• _Gegeven opdracht 1_
Herschrijf in de tekst over stress op het werk alles vanaf "Het was dus" tot en met "hierin te verbeteren?", waarbij je "werkvloer" vervangt door "werkplek".

• _Tekstfragment_
○ ○ ○
Stress zie je vaak eerder dan je denkt. Toch vinden veel leidinggevenden het lastig om ernaar te vragen. Coach Melissa Schouman legt uit hoe je dat zorgvuldig én op tijd doet.

In een recent onderzoek (in opdracht van Acture Nederland – Sociale Zekerheid) zijn ruim duizend medewerkers – die eerder waren uitgevallen met psychische klachten – bevraagd over hoe er op het werk werd omgegaan met hun stresssignalen.

De uitkomsten van dit bescheiden onderzoek geven behoorlijk wat stof tot nadenken want wat blijkt: slechts 11% van de leidinggevenden van deze mensen heeft in een vroegtijdig stadium vragen gesteld over hun tanende welzijn. Terwijl 72% van de ondervraagden in de privésfeer wel degelijk dit soort vragen kreeg.

Privé kreeg men wel vragen over hun tanende welzijn, maar op het werk niet. Een gemiste kans

Het was dus merkbaar dat het niet goed met ze ging en toch was het op de werkvloer geen onderwerp van gesprek. Een gemiste kans om hun uiteindelijke uitval te hebben kunnen voorkomen of op z’n minst de duur ervan te hebben kunnen bekorten. Wat staat ons – HR en leidinggevenden – te doen om hierin te verbeteren?
○ ○ ○
• _Aangeleverd materiaal_
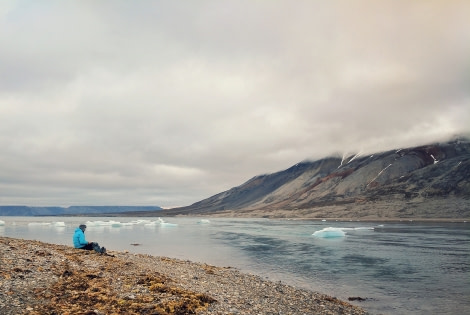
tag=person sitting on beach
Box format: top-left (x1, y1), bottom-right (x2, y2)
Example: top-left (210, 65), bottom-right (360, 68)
top-left (73, 224), bottom-right (106, 254)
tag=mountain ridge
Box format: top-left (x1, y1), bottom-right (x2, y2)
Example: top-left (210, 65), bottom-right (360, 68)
top-left (164, 138), bottom-right (470, 219)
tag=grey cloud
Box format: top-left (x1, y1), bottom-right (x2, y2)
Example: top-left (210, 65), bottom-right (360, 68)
top-left (0, 1), bottom-right (470, 206)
○ ○ ○
• _Gegeven opdracht 2_
Noteer uit de lijst hierboven letterlijk alles vanaf de regel met "tag=grey cloud" tot en met het einde van de lijst.

• _Uitwerking 1_
Het was dus merkbaar dat het niet goed met ze ging en toch was het op de werkplek geen onderwerp van gesprek. Een gemiste kans om hun uiteindelijke uitval te hebben kunnen voorkomen of op z’n minst de duur ervan te hebben kunnen bekorten. Wat staat ons – HR en leidinggevenden – te doen om hierin te verbeteren?

• _Uitwerking 2_
tag=grey cloud
Box format: top-left (x1, y1), bottom-right (x2, y2)
Example: top-left (210, 65), bottom-right (360, 68)
top-left (0, 1), bottom-right (470, 206)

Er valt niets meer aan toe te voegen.